⟨

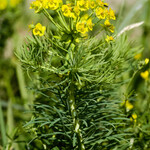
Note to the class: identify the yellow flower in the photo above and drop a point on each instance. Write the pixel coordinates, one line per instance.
(133, 117)
(111, 14)
(107, 23)
(92, 4)
(82, 27)
(145, 75)
(109, 38)
(14, 3)
(90, 24)
(39, 30)
(36, 5)
(53, 4)
(83, 5)
(146, 61)
(76, 10)
(138, 56)
(102, 4)
(3, 4)
(66, 10)
(101, 13)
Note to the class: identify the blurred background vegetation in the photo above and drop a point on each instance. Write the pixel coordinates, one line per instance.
(16, 98)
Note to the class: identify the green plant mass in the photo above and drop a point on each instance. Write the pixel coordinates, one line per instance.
(79, 71)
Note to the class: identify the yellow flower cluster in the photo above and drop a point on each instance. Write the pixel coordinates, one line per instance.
(133, 117)
(145, 75)
(5, 3)
(39, 5)
(109, 38)
(76, 11)
(38, 29)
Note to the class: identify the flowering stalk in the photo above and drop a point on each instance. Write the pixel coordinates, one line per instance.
(75, 70)
(75, 118)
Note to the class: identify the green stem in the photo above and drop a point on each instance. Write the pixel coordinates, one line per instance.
(2, 127)
(51, 19)
(57, 45)
(62, 20)
(76, 124)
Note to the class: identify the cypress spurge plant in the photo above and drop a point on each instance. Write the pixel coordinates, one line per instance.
(79, 68)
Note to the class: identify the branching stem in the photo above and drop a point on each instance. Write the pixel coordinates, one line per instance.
(76, 123)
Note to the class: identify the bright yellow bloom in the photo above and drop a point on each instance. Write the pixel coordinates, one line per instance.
(39, 30)
(101, 13)
(138, 56)
(82, 27)
(66, 10)
(146, 61)
(102, 4)
(107, 23)
(36, 5)
(14, 3)
(83, 5)
(76, 10)
(3, 4)
(111, 14)
(53, 4)
(92, 4)
(90, 24)
(134, 117)
(110, 27)
(109, 38)
(145, 75)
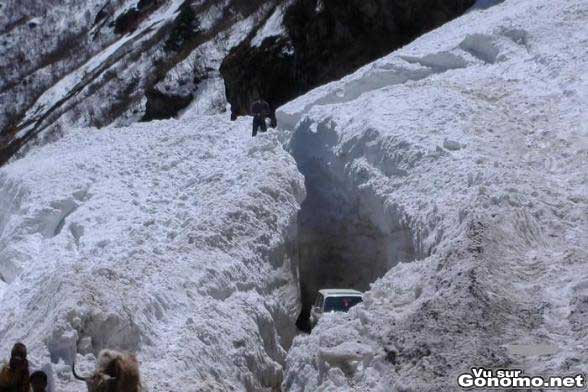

⟩

- Requirements -
Recast the listing above as a Markdown table with the columns Row and Line, giving each row a number and omitting blank lines. Leave the pictures out of the answer.

- Exercise response -
| Row | Line |
|---|---|
| 1 | Note to the class: identify the yellow flower in the photo above and drop a point on each instance. Write the pixel coordinates, one line per instance. |
| 2 | (133, 117) |
| 3 | (111, 14) |
| 4 | (107, 23) |
| 5 | (92, 4) |
| 6 | (82, 27) |
| 7 | (145, 75) |
| 8 | (109, 38) |
| 9 | (14, 3) |
| 10 | (90, 24) |
| 11 | (39, 30) |
| 12 | (36, 5) |
| 13 | (53, 4) |
| 14 | (83, 5) |
| 15 | (146, 61) |
| 16 | (76, 10) |
| 17 | (138, 56) |
| 18 | (102, 4) |
| 19 | (3, 4) |
| 20 | (66, 10) |
| 21 | (101, 13) |
| 22 | Note to the class: identify the blurred background vegetation in the photo above and drop a point on each instance. Write the pixel coordinates, one line per instance. |
| 23 | (16, 98) |
| 24 | Note to the class: identify the green plant mass in the photo above and drop a point on each instance. Write the pixel coordinates, one line per instance. |
| 25 | (79, 71) |
| 26 | Note to the class: identify the yellow flower cluster in the photo above and drop a point on each instance. Write the pixel coordinates, one line per instance. |
| 27 | (133, 117) |
| 28 | (145, 75) |
| 29 | (5, 3) |
| 30 | (39, 5) |
| 31 | (109, 38) |
| 32 | (76, 11) |
| 33 | (38, 29) |
| 34 | Note to the class: identify the flowering stalk in the photo above and drop a point on each instance. Write the pixel coordinates, one line per instance. |
| 35 | (75, 70) |
| 36 | (75, 118) |
| 37 | Note to the class: identify the green stem in the photo above and drop a point on each instance. Write the pixel coordinates, one line per instance. |
| 38 | (2, 127) |
| 39 | (51, 19) |
| 40 | (57, 45) |
| 41 | (62, 20) |
| 42 | (76, 124) |
| 43 | Note to the class: identify the cypress spurge plant in the photo above and drop a point on each instance. Write the pixel coordinates, one line per instance. |
| 44 | (79, 68) |
| 45 | Note to the class: identify the branching stem in the photo above and drop a point on each instance. Write the pixel coordinates, one line per instance. |
| 46 | (76, 123) |
| 47 | Note to the class: identify the bright yellow bloom in the photo above and drop a point on each instance. Write the pixel coordinates, one line per instance. |
| 48 | (39, 30) |
| 49 | (101, 13) |
| 50 | (138, 56) |
| 51 | (82, 27) |
| 52 | (66, 10) |
| 53 | (146, 61) |
| 54 | (102, 4) |
| 55 | (107, 23) |
| 56 | (36, 5) |
| 57 | (14, 3) |
| 58 | (83, 5) |
| 59 | (76, 10) |
| 60 | (3, 4) |
| 61 | (111, 14) |
| 62 | (53, 4) |
| 63 | (92, 4) |
| 64 | (90, 24) |
| 65 | (134, 117) |
| 66 | (110, 27) |
| 67 | (109, 38) |
| 68 | (145, 75) |